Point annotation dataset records
------------------------------------------------

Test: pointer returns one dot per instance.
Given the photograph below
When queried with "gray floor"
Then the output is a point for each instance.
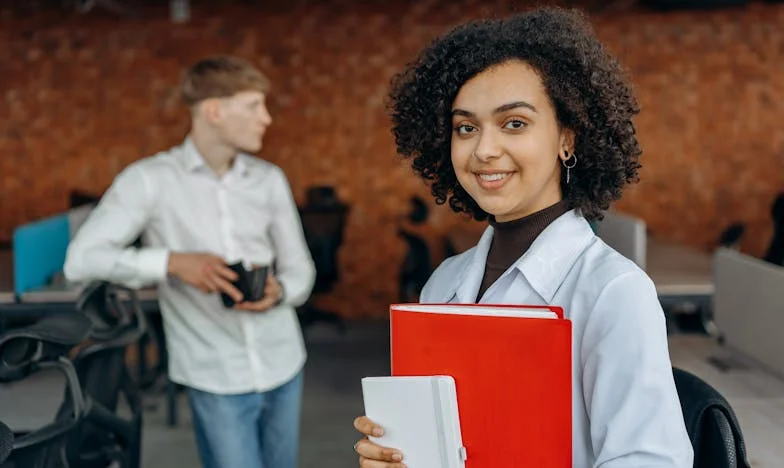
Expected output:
(333, 398)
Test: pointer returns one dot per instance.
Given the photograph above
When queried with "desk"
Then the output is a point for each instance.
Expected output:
(678, 271)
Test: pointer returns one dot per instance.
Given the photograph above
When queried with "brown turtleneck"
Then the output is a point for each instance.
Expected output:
(511, 239)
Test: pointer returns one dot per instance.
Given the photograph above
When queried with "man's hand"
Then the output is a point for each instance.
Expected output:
(272, 294)
(204, 271)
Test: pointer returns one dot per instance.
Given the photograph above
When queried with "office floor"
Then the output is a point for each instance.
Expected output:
(333, 398)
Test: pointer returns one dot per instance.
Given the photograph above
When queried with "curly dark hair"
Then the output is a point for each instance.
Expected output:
(586, 85)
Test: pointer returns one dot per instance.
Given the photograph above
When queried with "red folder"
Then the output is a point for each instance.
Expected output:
(513, 377)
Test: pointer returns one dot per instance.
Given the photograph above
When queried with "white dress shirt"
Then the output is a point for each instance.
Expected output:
(179, 204)
(625, 408)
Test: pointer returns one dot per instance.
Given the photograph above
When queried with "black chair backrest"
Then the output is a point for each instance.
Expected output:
(775, 253)
(323, 222)
(26, 350)
(711, 423)
(731, 236)
(118, 322)
(6, 441)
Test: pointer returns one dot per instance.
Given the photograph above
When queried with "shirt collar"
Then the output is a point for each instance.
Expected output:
(193, 161)
(554, 253)
(545, 264)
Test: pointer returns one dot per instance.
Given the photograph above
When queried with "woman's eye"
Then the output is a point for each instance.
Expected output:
(464, 129)
(515, 125)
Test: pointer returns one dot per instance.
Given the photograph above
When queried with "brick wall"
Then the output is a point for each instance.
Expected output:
(83, 96)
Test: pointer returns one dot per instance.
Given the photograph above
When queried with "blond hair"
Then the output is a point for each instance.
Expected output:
(221, 76)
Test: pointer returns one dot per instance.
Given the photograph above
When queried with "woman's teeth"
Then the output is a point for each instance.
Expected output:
(491, 177)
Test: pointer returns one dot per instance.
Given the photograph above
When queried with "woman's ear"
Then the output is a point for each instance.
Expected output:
(567, 143)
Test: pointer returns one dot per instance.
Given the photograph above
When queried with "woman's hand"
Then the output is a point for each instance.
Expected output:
(372, 455)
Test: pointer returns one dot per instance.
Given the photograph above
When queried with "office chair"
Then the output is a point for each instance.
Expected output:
(730, 237)
(105, 438)
(323, 221)
(6, 442)
(416, 267)
(711, 423)
(27, 350)
(775, 253)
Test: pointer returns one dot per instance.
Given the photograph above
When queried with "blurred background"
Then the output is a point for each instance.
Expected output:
(89, 86)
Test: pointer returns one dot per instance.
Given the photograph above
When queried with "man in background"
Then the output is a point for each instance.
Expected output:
(199, 207)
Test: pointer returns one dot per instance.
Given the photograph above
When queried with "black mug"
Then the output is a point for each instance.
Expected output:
(250, 283)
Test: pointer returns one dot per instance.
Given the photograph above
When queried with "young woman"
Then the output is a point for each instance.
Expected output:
(527, 122)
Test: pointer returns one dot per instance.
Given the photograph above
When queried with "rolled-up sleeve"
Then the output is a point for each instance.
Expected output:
(295, 269)
(633, 406)
(100, 251)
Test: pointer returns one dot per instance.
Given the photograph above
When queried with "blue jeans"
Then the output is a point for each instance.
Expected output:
(250, 430)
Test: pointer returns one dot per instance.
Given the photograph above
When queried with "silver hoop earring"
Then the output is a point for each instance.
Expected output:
(572, 158)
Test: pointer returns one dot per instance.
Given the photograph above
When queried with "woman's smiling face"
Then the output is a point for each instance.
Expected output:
(507, 144)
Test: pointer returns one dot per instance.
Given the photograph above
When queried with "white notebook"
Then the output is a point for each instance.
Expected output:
(420, 418)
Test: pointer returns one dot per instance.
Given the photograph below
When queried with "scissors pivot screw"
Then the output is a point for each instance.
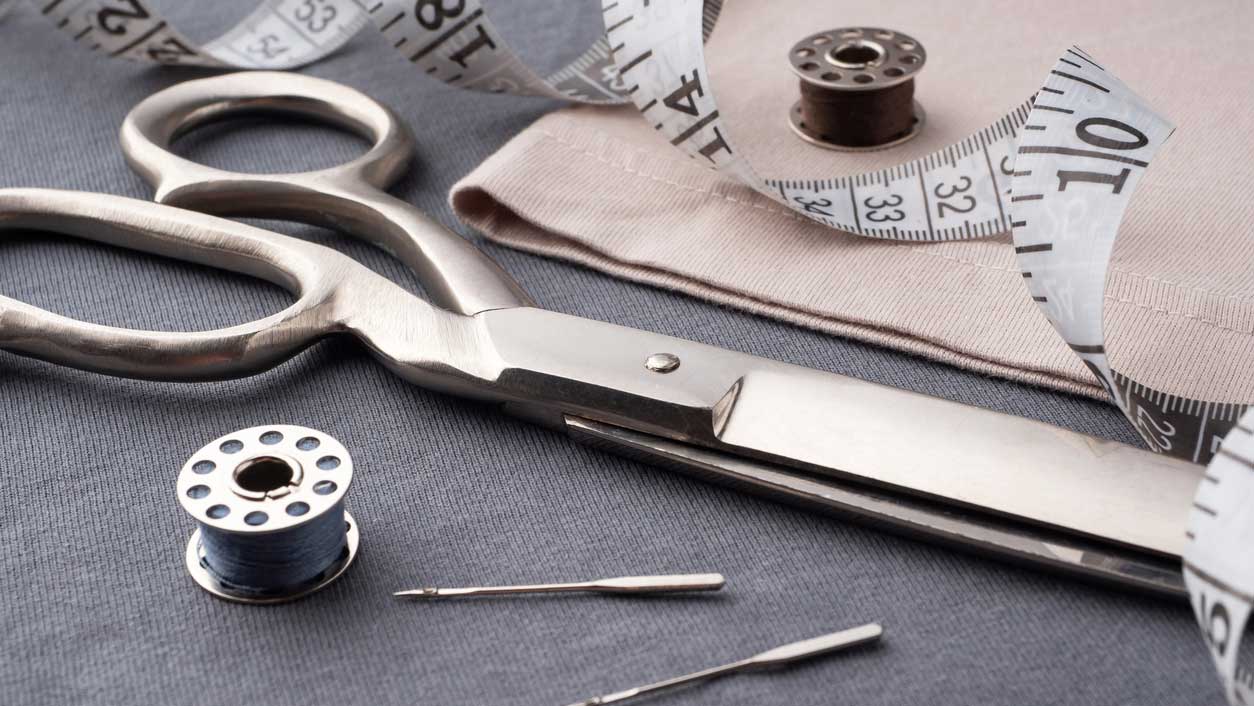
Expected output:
(662, 363)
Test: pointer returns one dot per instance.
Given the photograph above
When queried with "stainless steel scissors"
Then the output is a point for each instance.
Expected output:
(916, 464)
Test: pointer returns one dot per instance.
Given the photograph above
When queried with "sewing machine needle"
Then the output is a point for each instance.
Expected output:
(779, 656)
(623, 584)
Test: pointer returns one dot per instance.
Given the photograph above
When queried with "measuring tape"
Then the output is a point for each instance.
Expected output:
(1057, 172)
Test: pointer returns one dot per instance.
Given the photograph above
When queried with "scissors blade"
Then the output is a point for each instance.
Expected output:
(966, 455)
(904, 514)
(556, 366)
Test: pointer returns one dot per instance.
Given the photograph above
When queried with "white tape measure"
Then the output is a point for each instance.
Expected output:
(1057, 172)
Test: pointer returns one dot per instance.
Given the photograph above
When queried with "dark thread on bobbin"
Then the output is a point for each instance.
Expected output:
(857, 88)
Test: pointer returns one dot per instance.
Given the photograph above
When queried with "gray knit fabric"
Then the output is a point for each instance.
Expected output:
(97, 606)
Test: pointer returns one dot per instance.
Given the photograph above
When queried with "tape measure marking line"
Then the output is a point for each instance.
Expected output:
(1235, 457)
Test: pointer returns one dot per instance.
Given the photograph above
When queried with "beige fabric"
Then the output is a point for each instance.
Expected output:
(598, 187)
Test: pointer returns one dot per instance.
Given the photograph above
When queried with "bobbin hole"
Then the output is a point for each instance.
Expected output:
(857, 54)
(263, 474)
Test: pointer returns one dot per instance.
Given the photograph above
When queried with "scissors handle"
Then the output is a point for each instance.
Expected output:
(182, 235)
(349, 197)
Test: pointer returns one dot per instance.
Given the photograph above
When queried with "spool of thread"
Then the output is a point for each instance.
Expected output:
(857, 88)
(268, 503)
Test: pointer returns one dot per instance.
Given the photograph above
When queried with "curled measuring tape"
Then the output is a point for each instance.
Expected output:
(1057, 172)
(1217, 561)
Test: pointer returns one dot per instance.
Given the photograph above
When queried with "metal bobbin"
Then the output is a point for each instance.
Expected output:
(267, 488)
(857, 88)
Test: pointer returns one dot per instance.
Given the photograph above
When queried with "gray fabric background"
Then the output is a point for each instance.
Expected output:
(98, 608)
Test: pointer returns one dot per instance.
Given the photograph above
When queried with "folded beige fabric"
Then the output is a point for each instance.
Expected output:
(597, 187)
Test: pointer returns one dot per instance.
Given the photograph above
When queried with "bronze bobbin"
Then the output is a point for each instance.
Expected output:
(857, 88)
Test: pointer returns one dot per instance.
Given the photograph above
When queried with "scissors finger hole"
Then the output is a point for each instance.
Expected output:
(152, 126)
(268, 144)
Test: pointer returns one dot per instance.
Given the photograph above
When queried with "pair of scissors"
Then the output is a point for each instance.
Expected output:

------------------------------------------------

Output the data above without changes, apart from leaving out the pictures.

> _Right answer_
Test: pointer returns one dot per instance.
Given the photograph below
When queried with "gray floor"
Then the output is a point for each instance.
Expected output:
(333, 398)
Test: pointer returns one dot per instance.
Given the photograph above
When queried with "desk"
Then the output is a point for each instance.
Expected output:
(678, 271)
Test: pointer returns one dot per instance.
Given the photograph above
When queried with "brown turtleneck"
Then the output is a point for each instance.
Expected output:
(511, 239)
Test: pointer returns one dot per instance.
Given the photograph above
When queried with "man's hand"
Then the output is a point for each instance.
Expected output:
(272, 294)
(204, 271)
Test: pointer returns one dot per instance.
Given the photograph above
When queried with "office floor"
Then the output is a point for each instance.
Expected output:
(333, 398)
Test: pointer returns one dot per instance.
Given the photograph above
When queried with "curly dark hair"
Then the output is a point for each instance.
Expected output:
(586, 85)
Test: pointer returns one dot per instance.
Given the photograph above
When queried with "red folder"
Then the output is a point for each instance.
Expected output:
(513, 377)
Test: pointer returns one dot per instance.
Given the photograph above
When queried with "white dress shirt"
Then the output is a point for each instance.
Expected output:
(179, 204)
(625, 408)
Test: pointer returns one dot per instance.
Given the photograph above
When queried with "black chair backrest"
Then the output is a point for each instance.
Expected output:
(775, 253)
(323, 222)
(26, 350)
(711, 423)
(731, 236)
(118, 322)
(6, 441)
Test: pointer returns one dot per instance.
Given the photograph above
When queried with "shirt collar"
Then the output is a point for each instance.
Expected output:
(193, 161)
(554, 253)
(545, 264)
Test: pointer returns one dot per instance.
Given the photograph above
When queried with "woman's eye"
Then the output is a point for each instance.
Expected output:
(464, 129)
(515, 125)
Test: pointer returns one dot per instance.
Given the photograph above
When queried with "brick wall"
Then the output is a point for each instance.
Expected output:
(83, 96)
Test: pointer returns one dot per instance.
Given the photograph above
When queried with "blond hair"
Then the output is a point for each instance.
Expected output:
(221, 76)
Test: pointer returns one dot per instance.
Given the photograph above
When queried with "woman's teeth"
Then the output is a point for each instance.
Expected output:
(491, 177)
Test: pointer returns one dot per instance.
Given the photograph above
When queried with "woman's ear"
Then the output is a point for each instance.
Expected output:
(567, 143)
Test: pointer returns one dot per instance.
Given the photograph above
When queried with "woman's hand"
Then the output is a point for each instance.
Expected output:
(372, 455)
Test: pointer returns one dot per instance.
Given the photograph above
When queried with "office chair"
Then the output is a point for each instance.
Expected output:
(730, 237)
(105, 438)
(323, 221)
(6, 442)
(416, 267)
(711, 423)
(27, 350)
(775, 253)
Test: pointer returns one dot per instance.
Given the photograph above
When queried with "blurred background"
Then the output is a point for each instance.
Expected output:
(89, 86)
Test: pointer returns one dot per instance.
Given the photograph above
When queried with "man in background"
Then the output is a point for each instance.
Expected output:
(199, 207)
Test: pointer returns one dot per instance.
Given the photograph above
When queried with "black mug"
Then the output is a point for each instance.
Expected output:
(250, 283)
Test: pointer returns one dot per instance.
Given the photograph above
When queried with "young woman"
Then the output is a point for each instance.
Expected output:
(527, 122)
Test: pointer returns one dot per instance.
Given the photograph above
When queried with "rolled-up sleeve"
Then the output is a point for each instance.
Expected output:
(295, 269)
(633, 406)
(100, 251)
Test: pointer returns one dot per instance.
Given the photograph above
When queried with "blue jeans"
Then the output is a point for each instance.
Expected output:
(250, 430)
Test: pointer returns one dot per instance.
Given the photograph above
When queried with "silver hoop earring"
Then the output is a point for each instance.
Expected output:
(572, 158)
Test: pointer returns one dot per instance.
Given the photograph above
When queried with "woman's smiling face"
Then the output is a point for each instance.
Expected output:
(507, 144)
Test: pointer returns one dot per instance.
Given the photograph above
When queried with "white notebook"
Then the output is a point for each instance.
Expected output:
(420, 418)
Test: pointer returns one dot per instance.
Given the photograph below
When queried with "scissors pivot screw"
Then the output is a point for each instance.
Expected output:
(662, 363)
Test: pointer returns one dot per instance.
Given the photograph above
When queried with "stainless steel scissors"
Then the output is a point for each instance.
Expected output:
(916, 464)
Test: pointer returns one dot per instance.
Given the photograph above
When queried with "sewing machine needle"
Then the output is a point for each instance.
Expected output:
(779, 656)
(623, 584)
Test: pointer returns one dot per instance.
Given the photograph above
When queried with "measuring tape"
Then the output is a point for each instance.
Expected output:
(1057, 172)
Test: pointer returns one dot per instance.
Given the photograph above
When queried with "scissors blade"
Then the output is a point for each instance.
Expected output:
(966, 455)
(904, 514)
(556, 366)
Test: pointer returns one dot per instance.
Given the photograph above
When queried with "white tape measure"
Then the output is a point for each instance.
Expected output:
(1057, 172)
Test: pointer returns one dot per instance.
Given the photograph above
When queried with "dark thread on bobbin"
Then the output is a point for each instance.
Expected output:
(857, 88)
Test: pointer returns one dot per instance.
Given the photograph above
When queried with "gray knit fabric"
Then the output is a point for each instance.
Expected output:
(97, 606)
Test: pointer returns one dot per instance.
Given the photograph above
When queried with "tape measure marking line"
Then the output is a point for each instance.
Expected output:
(1235, 457)
Test: pointer returns one dot per instance.
Given the photograph above
When queried with "beige fabric"
Then the output is a point for each instance.
Expected output:
(598, 187)
Test: pointer returns one dot per instance.
Given the photograph above
When queried with "bobbin hole"
Then the output is a point for each instance.
Expected output:
(857, 54)
(263, 474)
Test: pointer returns one dot per instance.
Given the photograph above
When queried with "scissors handle"
Then the output is a point for each instance.
Expected output:
(182, 235)
(349, 197)
Test: pointer returns one dot per instance.
Given the photograph above
When queried with "spool of thread"
Then the output is a point for each instance.
Expected output:
(857, 88)
(268, 503)
Test: pointer returns one dot per instance.
Given the photograph above
When queried with "curled measuring tape"
Then the output is a point for each instance.
Expected output:
(1057, 172)
(1217, 561)
Test: pointer returns one dot per instance.
Given the photograph above
When queried with "metal bobbin"
Then the output is a point for each instance.
Expected output:
(267, 488)
(857, 88)
Test: pointer returns one dot per instance.
Given the photograph above
When queried with "gray fabric background"
Then the output is a point for each instance.
Expected output:
(98, 608)
Test: pointer returns one dot per instance.
Given the photograph above
When queried with "folded beige fabric"
Then the output is a point for each instance.
Expected output:
(597, 187)
Test: pointer returns one dot per instance.
Given the photograph above
When queried with "bronze bobbin"
Then the output is a point for each instance.
Expected output:
(857, 88)
Test: pointer returns one dot per instance.
Given the photograph above
When queried with "scissors finger hole"
Then the output is a point for each instance.
Expected output:
(152, 126)
(268, 144)
Test: pointer returns one dot per instance.
Given the photograph above
When queried with "pair of scissors"
Then the output is a point for each instance.
Expected output:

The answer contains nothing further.